• _READING TEXT_:
It seems the lines are hardening. In my view, Iran’s leadership has decided the US is too weak, both militarily and diplomatically, to force Iran to halt its nuclear program. In addition, President Bush’s attempt to form an American/Israeli/Sunni Arab security alliance against Iran in the region, combined with increased US arms sales to the Gulf states has seemingly convince Iran’s leaders that they have nothing to lose by accelerating their nuclear program. From their standpoint, they see how North Korea has managed to keep the US at bay simply by testing a small nuclear device. Surrounded by religious, ethnic and economic rivals on all sides, and faced with two states, Pakistan and Israel who have previously joined the “Nuclear Club,” not to mention an American regime dedicated to regime change in Iran and not adverse to using nuclear weapons itself, if need be, to accomplish that goal, Iran seems to have decided that it is best to continue down the nuclear path and keep all of its options open.

Unfortunately, officials in the Israeli and US governments are still attempting to rally support for (or at the least tacit acceptance of) a possible military strike against Iran by either Israel or American forces. Just look at the language employed by US ambassador to the UN, Zalmay Khalilzad, in his recent interview with Le Figaro which plays up the threat posed by Iran:

“From a certain point of view, time is not working in our favor — the Iranians are now planning to develop a new, more efficient generation of centrifuges and if they master that technology to produce fissile material they will have access to better enriched uranium,” he said in comments written in French. […]

“Given that Iran had a nuclear weapons program in violation of its obligations under the Non-Proliferation Treaty, given the regime’s policy, its rhetoric, its association with certain groups … it would be too risky to let it acquire the capacity to obtain nuclear weapons,” he added.

That’s not the approach of someone who wants to reassure other countries that the United States has taken military force off the table in its dealings with Iran. Quite the contrary. Bush and Cheney are still dedicated to a confrontational approach in their dealings with the Iranian regime, in which the threat of military force remains their principal means of diplomacy . Rest assured, if given the opportunity, Bush will pull the trigger on a strike against Iran, or allow Israel to do so. And he won’t give a damn what effect that might have on our military, on the shipment of oil from the Gulf or the increased threat of terrorist attacks in the United States. Indeed, I can see him authorizing a strike after November if McCain doesn’t win, because I doubt he trusts either Clinton or Obama to have the “guts” to do the deed.

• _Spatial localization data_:

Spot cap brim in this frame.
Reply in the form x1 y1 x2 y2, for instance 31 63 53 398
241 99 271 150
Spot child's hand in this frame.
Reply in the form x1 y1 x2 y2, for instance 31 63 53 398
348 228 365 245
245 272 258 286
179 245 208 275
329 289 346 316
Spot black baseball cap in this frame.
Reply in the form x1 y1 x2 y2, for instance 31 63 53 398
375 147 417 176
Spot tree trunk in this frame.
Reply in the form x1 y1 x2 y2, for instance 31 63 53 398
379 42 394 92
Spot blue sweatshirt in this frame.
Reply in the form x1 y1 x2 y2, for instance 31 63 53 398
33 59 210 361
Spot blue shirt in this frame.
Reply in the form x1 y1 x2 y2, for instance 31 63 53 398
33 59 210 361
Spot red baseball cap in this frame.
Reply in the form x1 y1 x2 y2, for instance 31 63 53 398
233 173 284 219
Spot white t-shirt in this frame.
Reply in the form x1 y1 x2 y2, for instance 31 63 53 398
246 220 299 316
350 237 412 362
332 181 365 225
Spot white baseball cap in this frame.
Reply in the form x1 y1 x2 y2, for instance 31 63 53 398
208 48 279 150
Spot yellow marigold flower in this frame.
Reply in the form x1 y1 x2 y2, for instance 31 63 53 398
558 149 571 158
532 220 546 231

• _WHAT YOU NEED TO DO_:
**a)** In the text about Iran's nuclear program, which publication carried the interview with Zalmay Khalilzad?
**b)** Copy the text on Iran's nuclear program word for word, from "That’s not the" to "do the deed.".

• _SOLUTIONS TO THE EXERCISE_:
**a)** Le Figaro

**b)**
That’s not the approach of someone who wants to reassure other countries that the United States has taken military force off the table in its dealings with Iran. Quite the contrary. Bush and Cheney are still dedicated to a confrontational approach in their dealings with the Iranian regime, in which the threat of military force remains their principal means of diplomacy . Rest assured, if given the opportunity, Bush will pull the trigger on a strike against Iran, or allow Israel to do so. And he won’t give a damn what effect that might have on our military, on the shipment of oil from the Gulf or the increased threat of terrorist attacks in the United States. Indeed, I can see him authorizing a strike after November if McCain doesn’t win, because I doubt he trusts either Clinton or Obama to have the “guts” to do the deed.